**What needs to be done:** Extract the rows below, unchanged, from the start through the line containing "[890,28,960,95]", including that line. Leave the pictures out of your answer.

**Records shown:**
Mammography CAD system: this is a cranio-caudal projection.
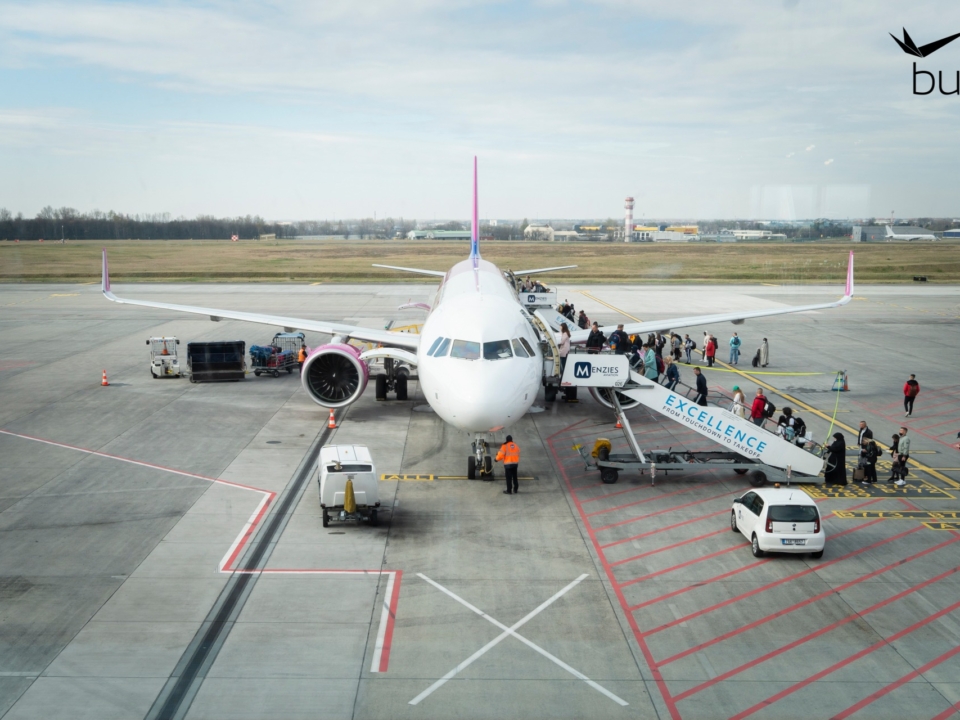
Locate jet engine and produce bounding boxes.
[588,388,640,410]
[300,343,370,408]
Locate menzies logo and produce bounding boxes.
[573,363,593,378]
[890,28,960,95]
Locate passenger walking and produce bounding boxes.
[609,323,630,355]
[693,368,707,407]
[587,323,607,354]
[730,385,747,418]
[887,433,900,483]
[730,333,741,365]
[495,435,520,495]
[643,343,660,382]
[903,375,920,417]
[750,388,767,427]
[703,335,717,367]
[558,323,570,377]
[860,438,880,485]
[824,433,847,485]
[893,427,910,487]
[663,356,680,390]
[297,345,307,375]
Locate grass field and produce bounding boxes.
[0,240,960,284]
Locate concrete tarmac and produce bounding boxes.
[0,285,960,720]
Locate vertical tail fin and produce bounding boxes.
[470,155,480,258]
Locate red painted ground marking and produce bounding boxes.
[730,600,960,720]
[660,535,960,676]
[610,528,727,567]
[600,510,727,550]
[647,518,908,635]
[831,645,960,720]
[547,440,681,720]
[628,506,879,611]
[584,485,703,516]
[930,702,960,720]
[597,490,736,536]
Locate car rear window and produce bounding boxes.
[767,505,817,522]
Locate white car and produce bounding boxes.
[730,487,827,558]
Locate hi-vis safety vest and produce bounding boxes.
[497,442,520,465]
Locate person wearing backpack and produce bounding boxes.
[730,333,742,365]
[903,375,920,417]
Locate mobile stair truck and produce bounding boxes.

**Written response:**
Mammography CAD system: this is a cranio-caudal projection.
Locate jet engine and produce bounding boxes.
[588,388,640,410]
[300,343,370,408]
Locate menzies logo and produce bounding boxes.
[573,363,593,378]
[890,28,960,95]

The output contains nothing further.